● DESCRIPTION OF THE TASK:
Count how many lines in the records below contain the string "Target", and reply with that number alone.
____
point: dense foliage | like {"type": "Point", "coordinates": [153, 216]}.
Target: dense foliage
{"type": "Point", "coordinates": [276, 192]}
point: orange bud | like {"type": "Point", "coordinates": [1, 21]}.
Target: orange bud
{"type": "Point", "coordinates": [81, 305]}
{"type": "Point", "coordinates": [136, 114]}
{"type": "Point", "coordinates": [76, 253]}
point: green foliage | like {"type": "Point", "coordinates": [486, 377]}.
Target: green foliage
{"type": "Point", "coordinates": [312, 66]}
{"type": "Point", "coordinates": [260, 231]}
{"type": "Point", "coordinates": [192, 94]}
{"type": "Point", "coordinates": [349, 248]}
____
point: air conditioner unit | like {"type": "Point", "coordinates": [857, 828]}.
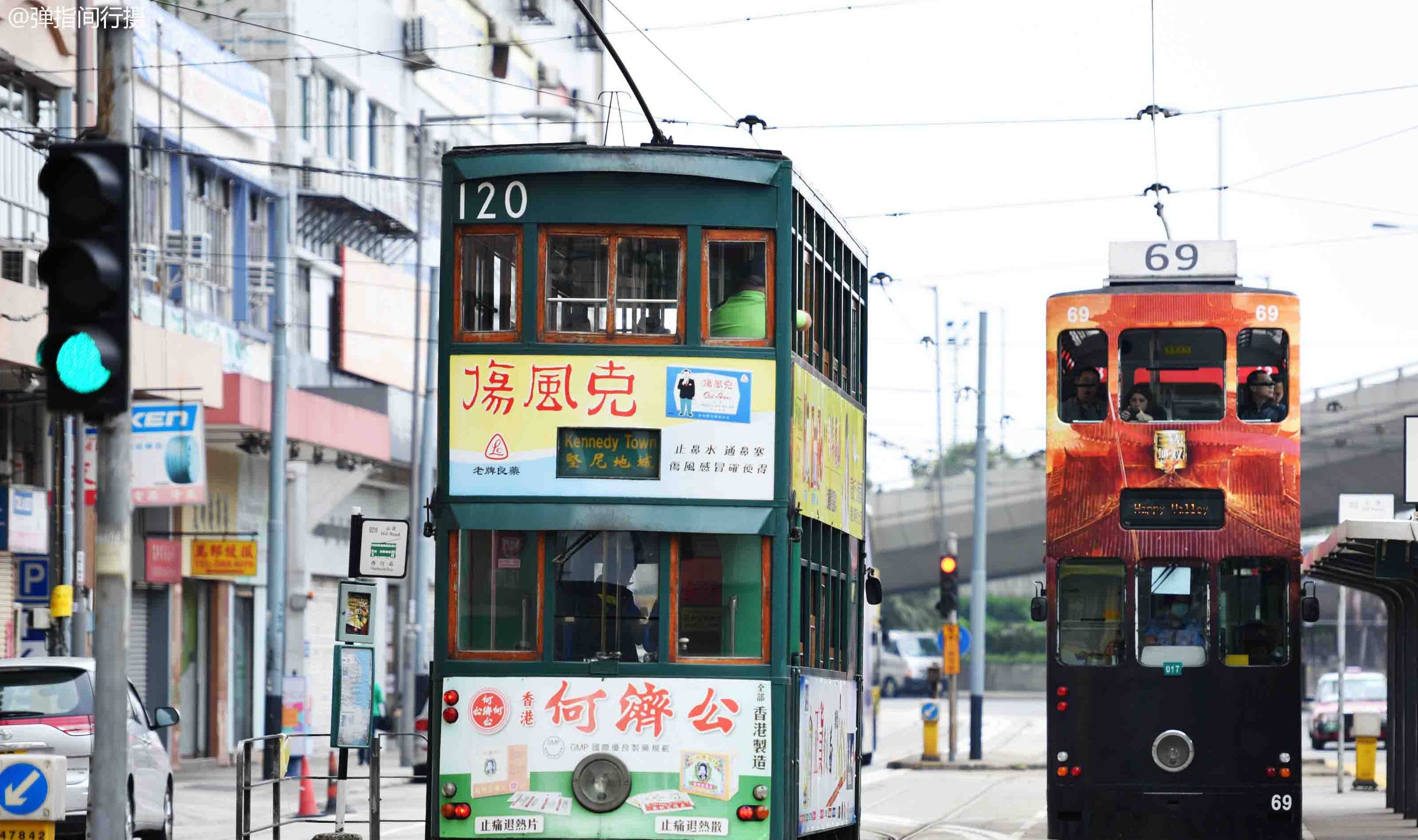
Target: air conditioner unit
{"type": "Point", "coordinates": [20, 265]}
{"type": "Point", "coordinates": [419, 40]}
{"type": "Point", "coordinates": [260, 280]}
____
● ANSWER FOR THE TASK:
4